Stored data entries:
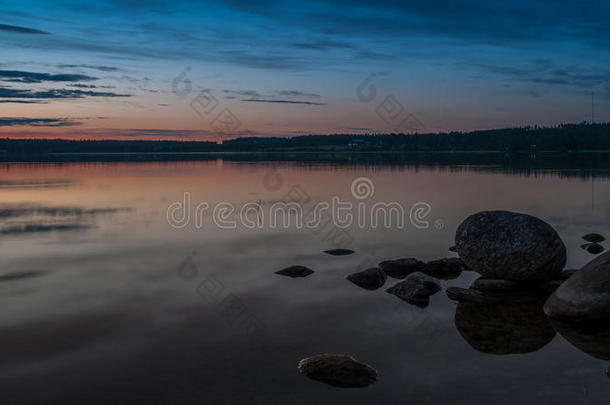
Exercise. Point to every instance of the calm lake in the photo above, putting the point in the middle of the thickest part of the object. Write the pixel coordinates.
(106, 301)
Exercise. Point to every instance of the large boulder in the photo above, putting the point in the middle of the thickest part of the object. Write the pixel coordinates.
(511, 246)
(585, 296)
(338, 370)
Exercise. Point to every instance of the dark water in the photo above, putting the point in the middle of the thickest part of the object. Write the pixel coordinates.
(104, 302)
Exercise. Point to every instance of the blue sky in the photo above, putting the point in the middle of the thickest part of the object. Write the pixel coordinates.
(139, 69)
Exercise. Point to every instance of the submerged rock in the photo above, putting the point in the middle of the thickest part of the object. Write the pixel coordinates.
(566, 274)
(338, 370)
(584, 297)
(512, 246)
(295, 271)
(594, 238)
(516, 325)
(470, 295)
(593, 248)
(369, 279)
(416, 289)
(401, 268)
(339, 252)
(445, 269)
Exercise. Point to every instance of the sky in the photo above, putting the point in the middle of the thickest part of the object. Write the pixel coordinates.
(214, 70)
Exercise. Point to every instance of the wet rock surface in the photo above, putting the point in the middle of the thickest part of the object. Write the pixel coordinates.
(445, 269)
(339, 252)
(594, 238)
(338, 370)
(593, 248)
(416, 289)
(295, 271)
(369, 279)
(511, 246)
(470, 295)
(516, 325)
(401, 268)
(585, 296)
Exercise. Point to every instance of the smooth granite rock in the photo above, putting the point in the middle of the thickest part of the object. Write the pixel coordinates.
(416, 289)
(369, 279)
(401, 268)
(584, 297)
(295, 271)
(338, 370)
(516, 325)
(511, 246)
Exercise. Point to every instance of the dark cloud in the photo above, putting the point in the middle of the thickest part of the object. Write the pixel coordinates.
(55, 93)
(101, 68)
(20, 30)
(38, 122)
(34, 77)
(258, 100)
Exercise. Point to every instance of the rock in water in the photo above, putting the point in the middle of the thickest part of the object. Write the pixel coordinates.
(594, 238)
(338, 370)
(444, 268)
(593, 248)
(339, 252)
(584, 297)
(401, 268)
(416, 289)
(516, 325)
(470, 295)
(295, 271)
(511, 246)
(369, 279)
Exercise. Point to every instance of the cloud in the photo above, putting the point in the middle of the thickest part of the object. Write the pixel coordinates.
(258, 100)
(34, 77)
(38, 122)
(20, 30)
(55, 93)
(101, 68)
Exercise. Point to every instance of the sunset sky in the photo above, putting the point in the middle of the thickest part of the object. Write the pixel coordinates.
(147, 69)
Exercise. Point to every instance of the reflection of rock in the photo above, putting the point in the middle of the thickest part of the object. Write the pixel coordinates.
(401, 268)
(591, 339)
(594, 238)
(369, 279)
(445, 269)
(584, 297)
(339, 252)
(416, 289)
(507, 245)
(338, 370)
(516, 325)
(295, 271)
(593, 248)
(470, 295)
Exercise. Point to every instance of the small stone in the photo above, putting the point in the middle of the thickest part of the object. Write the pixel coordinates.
(470, 295)
(401, 268)
(369, 279)
(495, 285)
(295, 271)
(593, 248)
(416, 289)
(594, 238)
(566, 274)
(339, 252)
(338, 370)
(444, 268)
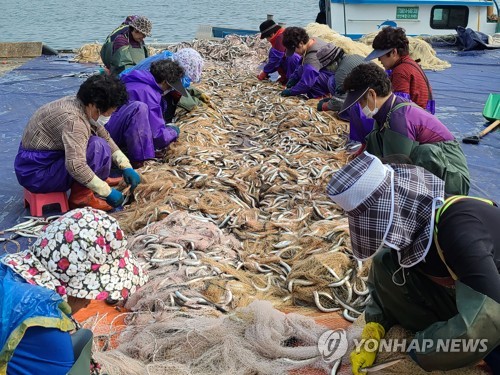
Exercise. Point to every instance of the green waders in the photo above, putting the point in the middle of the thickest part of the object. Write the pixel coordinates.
(82, 347)
(441, 316)
(443, 159)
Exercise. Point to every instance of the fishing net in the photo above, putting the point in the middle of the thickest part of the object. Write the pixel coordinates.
(349, 46)
(257, 339)
(407, 365)
(419, 48)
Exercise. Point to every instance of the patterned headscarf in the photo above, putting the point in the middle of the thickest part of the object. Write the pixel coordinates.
(192, 63)
(81, 254)
(388, 207)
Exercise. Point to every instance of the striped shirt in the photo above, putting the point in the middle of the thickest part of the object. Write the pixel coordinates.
(64, 125)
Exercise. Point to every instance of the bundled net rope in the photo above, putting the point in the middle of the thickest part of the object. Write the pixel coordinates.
(419, 48)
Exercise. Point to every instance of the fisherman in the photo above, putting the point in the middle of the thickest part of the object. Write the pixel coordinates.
(277, 60)
(138, 127)
(79, 257)
(64, 146)
(435, 268)
(309, 78)
(402, 127)
(409, 81)
(334, 59)
(125, 47)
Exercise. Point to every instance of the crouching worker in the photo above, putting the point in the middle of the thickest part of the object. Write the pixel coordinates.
(402, 127)
(310, 78)
(138, 127)
(277, 60)
(79, 257)
(436, 263)
(64, 146)
(334, 59)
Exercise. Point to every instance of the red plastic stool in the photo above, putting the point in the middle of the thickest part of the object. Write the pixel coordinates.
(38, 201)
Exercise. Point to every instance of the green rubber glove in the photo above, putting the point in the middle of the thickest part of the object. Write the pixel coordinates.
(361, 357)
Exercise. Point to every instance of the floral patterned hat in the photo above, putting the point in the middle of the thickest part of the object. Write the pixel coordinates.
(81, 254)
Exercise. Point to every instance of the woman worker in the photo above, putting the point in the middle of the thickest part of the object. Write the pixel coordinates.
(138, 127)
(64, 146)
(435, 268)
(310, 78)
(277, 60)
(79, 257)
(402, 127)
(125, 47)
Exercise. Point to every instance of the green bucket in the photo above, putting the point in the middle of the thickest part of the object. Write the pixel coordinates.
(491, 110)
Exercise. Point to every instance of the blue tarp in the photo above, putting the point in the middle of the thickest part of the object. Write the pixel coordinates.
(460, 94)
(22, 91)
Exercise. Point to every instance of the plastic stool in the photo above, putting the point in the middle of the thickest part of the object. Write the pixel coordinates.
(38, 201)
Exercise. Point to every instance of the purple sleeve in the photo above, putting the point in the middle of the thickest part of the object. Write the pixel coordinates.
(419, 125)
(119, 42)
(295, 75)
(307, 80)
(162, 136)
(359, 124)
(274, 61)
(403, 95)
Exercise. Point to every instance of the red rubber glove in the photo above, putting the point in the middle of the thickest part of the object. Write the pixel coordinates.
(262, 76)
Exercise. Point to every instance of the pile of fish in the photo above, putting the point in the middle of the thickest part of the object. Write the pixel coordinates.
(255, 165)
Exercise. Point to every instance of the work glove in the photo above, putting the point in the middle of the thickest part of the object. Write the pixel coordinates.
(323, 105)
(262, 76)
(173, 127)
(291, 82)
(286, 92)
(205, 98)
(115, 198)
(360, 357)
(131, 177)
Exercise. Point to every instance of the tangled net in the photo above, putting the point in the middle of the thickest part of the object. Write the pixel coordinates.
(235, 214)
(419, 48)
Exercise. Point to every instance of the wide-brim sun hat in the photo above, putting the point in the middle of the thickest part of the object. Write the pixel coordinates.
(268, 28)
(376, 53)
(191, 61)
(142, 24)
(82, 254)
(388, 206)
(352, 97)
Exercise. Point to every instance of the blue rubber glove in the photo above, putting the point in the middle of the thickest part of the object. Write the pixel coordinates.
(175, 128)
(131, 177)
(115, 198)
(291, 83)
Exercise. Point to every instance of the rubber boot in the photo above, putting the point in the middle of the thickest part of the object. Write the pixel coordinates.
(82, 196)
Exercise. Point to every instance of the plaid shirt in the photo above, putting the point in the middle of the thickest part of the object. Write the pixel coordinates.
(63, 125)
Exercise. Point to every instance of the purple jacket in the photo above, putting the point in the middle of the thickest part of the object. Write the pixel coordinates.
(312, 79)
(413, 122)
(277, 60)
(142, 87)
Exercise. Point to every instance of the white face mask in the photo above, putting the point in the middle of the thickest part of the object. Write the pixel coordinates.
(368, 112)
(102, 120)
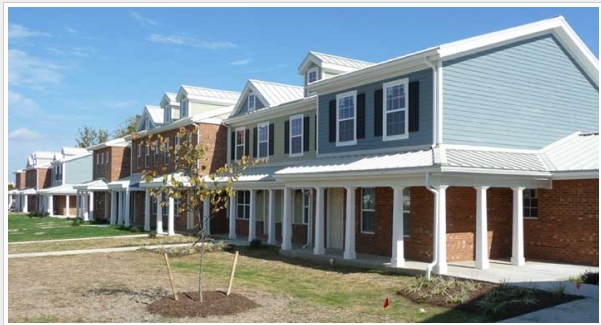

DIRECTION: Arrange every line of the records above as a numbered list, skipping blank lines. Leave the pictures out of your answer.

THE RESPONSE:
1. Exercise. Point to every instance of the calm lake in the photo above, putting the point in the middle of the thickest part of the object. Write the pixel coordinates.
2. (106, 301)
3. Exercise. Point to every instance of the large boulder in the photo above, putting the point in the middle of the thickest part of the object. Write the pixel coordinates.
4. (511, 246)
5. (585, 296)
6. (338, 370)
7. Exercise. Point to every instance of the dark water in the photo above, putting the point in the middle of the thickest part of the object. Write the pixel coordinates.
8. (104, 302)
9. Exercise. Point to every instance of the blue sky in the photo above, putting the point in the middle of the thickest part of the object. Write the pixel coordinates.
10. (139, 69)
11. Exercise. Point to every instance of the submerged rock in the photo above, putting the point in the middle of the thickest part of the object. Write the pixel coordinates.
12. (566, 274)
13. (338, 370)
14. (584, 297)
15. (512, 246)
16. (295, 271)
17. (594, 238)
18. (516, 325)
19. (470, 295)
20. (593, 248)
21. (369, 279)
22. (416, 289)
23. (401, 268)
24. (339, 252)
25. (445, 269)
26. Exercise. Point to every instance of the sky in the photo above, putting the point in the middle of the thickest part of the object. Write the pixel coordinates.
27. (214, 70)
28. Exercise. Point to every instance of the wet rock surface in the photo above, putting the point in the middle of the thickest part of the object. Write the pixel coordinates.
29. (445, 269)
30. (339, 252)
31. (594, 238)
32. (338, 370)
33. (593, 248)
34. (416, 289)
35. (295, 271)
36. (369, 279)
37. (511, 246)
38. (470, 295)
39. (516, 325)
40. (401, 268)
41. (585, 296)
42. Exercise. Point to every instance of the smooth granite rock in the photo above, putting the point in the middle of the thickest part of the object. Write the pixel coordinates.
43. (416, 289)
44. (369, 279)
45. (401, 268)
46. (584, 297)
47. (295, 271)
48. (338, 370)
49. (516, 325)
50. (511, 246)
51. Exercise. Point to every instance of the dark cloud in the photo above, putting the point in the middle of the thickest part of the object. Write the pixel coordinates.
52. (55, 93)
53. (101, 68)
54. (20, 30)
55. (38, 122)
56. (34, 77)
57. (258, 100)
58. Exercise. Point to every instance of the rock in water in the photo above, putting the point in the middle of the thickest part of the object. Write the pixel coordinates.
59. (594, 238)
60. (338, 370)
61. (444, 268)
62. (593, 248)
63. (339, 252)
64. (584, 297)
65. (401, 268)
66. (416, 289)
67. (516, 325)
68. (470, 295)
69. (295, 271)
70. (511, 246)
71. (369, 279)
72. Exercise. Point to every instance of the cloud in the photo above, putting the point in the middle of the thickest part of the object. Write the pixel coordinates.
73. (258, 100)
74. (34, 77)
75. (38, 122)
76. (20, 30)
77. (55, 93)
78. (101, 68)
79. Exercise. Point to every instance of the sunset sky in the photo above, putting the point in the middle of the thickest part of the object. Write the pixel coordinates.
80. (147, 69)
81. Exercise. Point to every instance of the reflection of rock in the photo above, putting the point in the middle of the thickest part of the object. Write the pixel coordinates.
82. (401, 268)
83. (591, 339)
84. (594, 238)
85. (369, 279)
86. (445, 269)
87. (584, 297)
88. (339, 252)
89. (416, 289)
90. (507, 245)
91. (338, 370)
92. (516, 325)
93. (295, 271)
94. (593, 248)
95. (470, 295)
96. Exercise. Point to every instance of the small stone in the photo above, putting the point in the middle of the thickest part of the object. Write the pixel coordinates.
97. (470, 295)
98. (401, 268)
99. (369, 279)
100. (495, 285)
101. (295, 271)
102. (593, 248)
103. (416, 289)
104. (594, 238)
105. (566, 274)
106. (339, 252)
107. (338, 370)
108. (444, 268)
109. Exercise. Point to every instance of the green waders in the photo above, putting the point in the middle of the thickest part of the object. Write the pixel coordinates.
110. (82, 347)
111. (441, 316)
112. (443, 159)
113. Exercise. Point to every instance of the fishing net in the photo above, putting the point in the middle of the thickest part of the object. Write the pixel coordinates.
114. (349, 46)
115. (257, 339)
116. (407, 365)
117. (419, 48)
118. Exercise. Point to every instance of the patterned headscarf in the photo above, putting the point in the middle of the thickest part of the object. Write the pixel coordinates.
119. (192, 63)
120. (81, 254)
121. (388, 207)
122. Exercise. Point to every instance of the striped shirt in the photo above, putting the point in the middle of the thickest part of the object. Write the pixel coordinates.
123. (64, 125)
124. Exercise. Point to every instance of the bundled net rope in the photo above, putting the point in the middle of the thickest part of the object. Write the pixel coordinates.
125. (419, 48)
126. Exercise. Point to every instance of the fisherman in the photo above, putting the point in the middle of the thickest part of the object. Write the pixel coordinates.
127. (277, 60)
128. (138, 127)
129. (79, 257)
130. (64, 146)
131. (435, 268)
132. (309, 78)
133. (402, 127)
134. (409, 81)
135. (334, 59)
136. (125, 47)
137. Exercise. Point to every instance of the crouching worker in the photo above, putting the point in the middle of the thickest part of the object. Write the pixel coordinates.
138. (402, 127)
139. (310, 78)
140. (138, 127)
141. (277, 60)
142. (79, 257)
143. (436, 263)
144. (64, 146)
145. (334, 59)
146. Exercise. Point to every instance of the red plastic stool in the photo above, putting the point in the middle of the thickest part of the object. Write the pixel coordinates.
147. (38, 201)
148. Exercise. Point to every instance of the green rubber glove in the photo above, putting the point in the middle of the thickest part of the object. Write the pixel coordinates.
149. (361, 357)
150. Exercise. Point to every instance of the floral patterned hat in the photo above, putting the point in the middle of the thickest part of the object. Write the pixel coordinates.
151. (81, 254)
152. Exercise. Point to every instance of the woman worker in the photo above, putting the point in the middle of the thickest part of the object. Write the pixel coordinates.
153. (138, 127)
154. (64, 146)
155. (435, 268)
156. (310, 78)
157. (277, 60)
158. (79, 257)
159. (402, 127)
160. (125, 47)
161. Exercise. Point to every instance of the green bucket in the photo above, putting the point in the middle of the thickest part of the object. Write the pixel coordinates.
162. (491, 110)
163. Exercise. Point to every instance of the blue tarp in the photo above, putting the point in the middle of the thickest part of the object. Write the pixel coordinates.
164. (460, 94)
165. (22, 91)
166. Exercise. Point to every instance of the plastic stool in the photo above, putting the point in the middle of the thickest part of the object. Write the pixel coordinates.
167. (38, 201)
168. Exercise. Point to every instance of the purple sleeve in the photo above, putting the point in the middle of the thickest part of the object. Write the pixel coordinates.
169. (419, 125)
170. (119, 42)
171. (295, 75)
172. (307, 80)
173. (162, 136)
174. (359, 124)
175. (274, 61)
176. (403, 95)
177. Exercise. Point to every instance of the red rubber glove in the photo above, putting the point in the middle of the thickest part of the object. Write the pixel coordinates.
178. (262, 76)
179. Exercise. Point to every instance of the pile of fish in the photo above, putting the point in the middle of the thickest part of the object. Write the pixel coordinates.
180. (255, 165)
181. Exercise. Point to every instance of the work glove in the photo above, putting the point in the middle of the thickest part of the object. Write the pixel coordinates.
182. (323, 105)
183. (262, 76)
184. (173, 127)
185. (291, 82)
186. (286, 92)
187. (205, 98)
188. (115, 198)
189. (360, 357)
190. (131, 177)
191. Exercise. Point to every instance of the tangled net in the photo above, putting the point in the middle of the thickest part of the object. Write the pixel coordinates.
192. (235, 214)
193. (419, 48)
194. Exercise. Point to every instance of the wide-brim sun hat in the photo above, putting the point in the middle of the thickest part of the object. Write the pixel coordinates.
195. (268, 28)
196. (376, 53)
197. (191, 61)
198. (142, 24)
199. (82, 254)
200. (388, 206)
201. (352, 97)
202. Exercise. Point to every instance of the blue rubber glove in the photo above, putting the point in the middle of the thickest part of the object. Write the pixel coordinates.
203. (175, 128)
204. (131, 177)
205. (115, 198)
206. (291, 83)
207. Exercise. Point to every instance of the rubber boot in the photo above, putting the point in the middle of the thickest part of the object. Write the pixel coordinates.
208. (82, 196)
209. Exercise. Point to every instance of the plaid shirt in the photo above, putting the point in the middle of the thickest part of the object. Write the pixel coordinates.
210. (63, 125)
211. Exercise. Point to every instance of the purple jacket in the photo above, putting the point in the middle of the thickest part of the object. Write the pixel coordinates.
212. (312, 79)
213. (413, 122)
214. (277, 60)
215. (142, 87)
216. Exercise. Point to every instance of the white face mask in the photo above, putting the point in the middle of the thickest part of the object. Write the pixel coordinates.
217. (368, 112)
218. (102, 120)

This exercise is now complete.